Your goal | An exact reproduction is needed of every line from the beginning of the data down to and including the line that contains "Target: bed", minus the pictures.

Start of Block

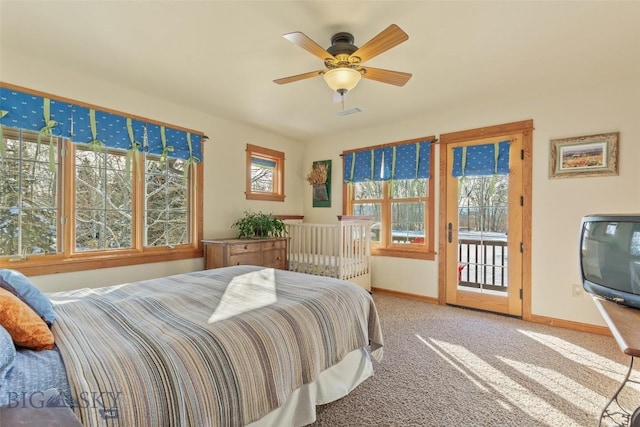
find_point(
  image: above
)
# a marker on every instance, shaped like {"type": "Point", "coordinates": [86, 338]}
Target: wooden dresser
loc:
{"type": "Point", "coordinates": [269, 252]}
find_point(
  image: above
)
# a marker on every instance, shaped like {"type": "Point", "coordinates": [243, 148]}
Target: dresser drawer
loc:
{"type": "Point", "coordinates": [275, 244]}
{"type": "Point", "coordinates": [255, 258]}
{"type": "Point", "coordinates": [275, 258]}
{"type": "Point", "coordinates": [271, 252]}
{"type": "Point", "coordinates": [243, 248]}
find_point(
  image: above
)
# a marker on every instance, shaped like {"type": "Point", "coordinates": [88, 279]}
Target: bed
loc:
{"type": "Point", "coordinates": [341, 251]}
{"type": "Point", "coordinates": [233, 346]}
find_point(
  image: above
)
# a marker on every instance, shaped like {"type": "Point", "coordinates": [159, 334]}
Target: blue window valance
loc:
{"type": "Point", "coordinates": [481, 160]}
{"type": "Point", "coordinates": [263, 162]}
{"type": "Point", "coordinates": [85, 125]}
{"type": "Point", "coordinates": [404, 161]}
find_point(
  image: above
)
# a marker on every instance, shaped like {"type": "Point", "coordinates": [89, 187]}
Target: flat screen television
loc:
{"type": "Point", "coordinates": [610, 257]}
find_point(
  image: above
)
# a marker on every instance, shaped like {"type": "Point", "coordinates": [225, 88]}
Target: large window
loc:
{"type": "Point", "coordinates": [265, 174]}
{"type": "Point", "coordinates": [71, 207]}
{"type": "Point", "coordinates": [392, 184]}
{"type": "Point", "coordinates": [29, 196]}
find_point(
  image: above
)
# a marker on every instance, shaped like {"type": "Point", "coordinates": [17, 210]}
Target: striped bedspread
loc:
{"type": "Point", "coordinates": [219, 347]}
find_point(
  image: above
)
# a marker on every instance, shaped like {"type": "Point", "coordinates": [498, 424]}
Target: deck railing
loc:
{"type": "Point", "coordinates": [482, 264]}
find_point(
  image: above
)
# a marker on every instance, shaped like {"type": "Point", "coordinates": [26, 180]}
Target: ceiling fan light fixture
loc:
{"type": "Point", "coordinates": [342, 79]}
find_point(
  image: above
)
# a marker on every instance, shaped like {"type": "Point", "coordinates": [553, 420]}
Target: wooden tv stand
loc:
{"type": "Point", "coordinates": [624, 323]}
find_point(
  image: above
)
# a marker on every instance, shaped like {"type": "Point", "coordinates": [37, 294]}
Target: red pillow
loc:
{"type": "Point", "coordinates": [26, 328]}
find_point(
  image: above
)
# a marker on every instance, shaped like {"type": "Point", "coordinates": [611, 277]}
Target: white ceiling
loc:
{"type": "Point", "coordinates": [220, 57]}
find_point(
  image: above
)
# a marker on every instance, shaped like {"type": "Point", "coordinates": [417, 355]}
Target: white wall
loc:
{"type": "Point", "coordinates": [224, 161]}
{"type": "Point", "coordinates": [558, 204]}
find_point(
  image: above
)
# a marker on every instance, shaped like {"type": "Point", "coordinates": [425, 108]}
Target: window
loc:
{"type": "Point", "coordinates": [392, 184]}
{"type": "Point", "coordinates": [101, 200]}
{"type": "Point", "coordinates": [29, 196]}
{"type": "Point", "coordinates": [265, 174]}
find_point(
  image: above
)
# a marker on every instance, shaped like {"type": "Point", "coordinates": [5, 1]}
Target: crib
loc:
{"type": "Point", "coordinates": [341, 250]}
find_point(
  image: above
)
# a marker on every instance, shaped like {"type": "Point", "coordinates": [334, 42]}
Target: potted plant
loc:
{"type": "Point", "coordinates": [257, 225]}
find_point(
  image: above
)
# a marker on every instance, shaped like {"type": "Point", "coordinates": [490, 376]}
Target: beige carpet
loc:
{"type": "Point", "coordinates": [447, 366]}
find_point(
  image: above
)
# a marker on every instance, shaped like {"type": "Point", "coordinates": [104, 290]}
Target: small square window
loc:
{"type": "Point", "coordinates": [265, 174]}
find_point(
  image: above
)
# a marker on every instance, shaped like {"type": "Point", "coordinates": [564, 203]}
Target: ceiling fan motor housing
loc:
{"type": "Point", "coordinates": [342, 44]}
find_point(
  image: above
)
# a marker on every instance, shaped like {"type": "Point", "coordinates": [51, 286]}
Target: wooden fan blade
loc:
{"type": "Point", "coordinates": [388, 38]}
{"type": "Point", "coordinates": [295, 78]}
{"type": "Point", "coordinates": [309, 45]}
{"type": "Point", "coordinates": [397, 78]}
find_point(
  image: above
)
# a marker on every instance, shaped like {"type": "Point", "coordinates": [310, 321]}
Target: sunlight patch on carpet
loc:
{"type": "Point", "coordinates": [497, 383]}
{"type": "Point", "coordinates": [561, 385]}
{"type": "Point", "coordinates": [575, 353]}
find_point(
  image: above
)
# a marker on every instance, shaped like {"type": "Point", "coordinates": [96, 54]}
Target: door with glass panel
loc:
{"type": "Point", "coordinates": [484, 219]}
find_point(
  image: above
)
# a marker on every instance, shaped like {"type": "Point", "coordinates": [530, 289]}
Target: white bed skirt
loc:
{"type": "Point", "coordinates": [332, 384]}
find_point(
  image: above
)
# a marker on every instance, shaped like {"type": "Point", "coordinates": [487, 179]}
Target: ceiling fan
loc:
{"type": "Point", "coordinates": [343, 60]}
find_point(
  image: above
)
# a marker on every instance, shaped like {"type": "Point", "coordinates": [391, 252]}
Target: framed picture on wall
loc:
{"type": "Point", "coordinates": [319, 177]}
{"type": "Point", "coordinates": [591, 155]}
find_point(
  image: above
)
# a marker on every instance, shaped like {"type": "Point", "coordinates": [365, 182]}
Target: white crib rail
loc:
{"type": "Point", "coordinates": [341, 250]}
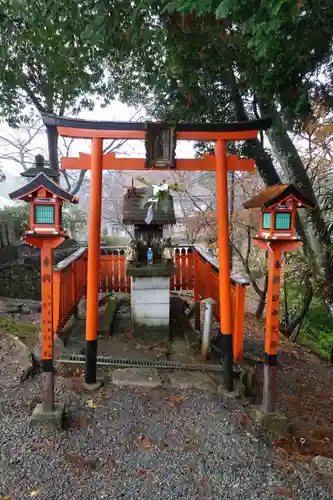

End of Block

Output below |
find_point(
  image: above
)
# a marker on every instance, shaped like {"type": "Point", "coordinates": [86, 338]}
Target: wooden dresser
loc:
{"type": "Point", "coordinates": [269, 252]}
find_point(
  image: above
)
# a marker on every instance, shaped like {"type": "Point", "coordinates": [243, 148]}
Target: dresser drawer
loc:
{"type": "Point", "coordinates": [275, 244]}
{"type": "Point", "coordinates": [255, 258]}
{"type": "Point", "coordinates": [275, 258]}
{"type": "Point", "coordinates": [271, 252]}
{"type": "Point", "coordinates": [243, 248]}
find_point(
  image: above
)
# a marker on every instance, shaped like {"type": "Point", "coordinates": [88, 279]}
Target: bed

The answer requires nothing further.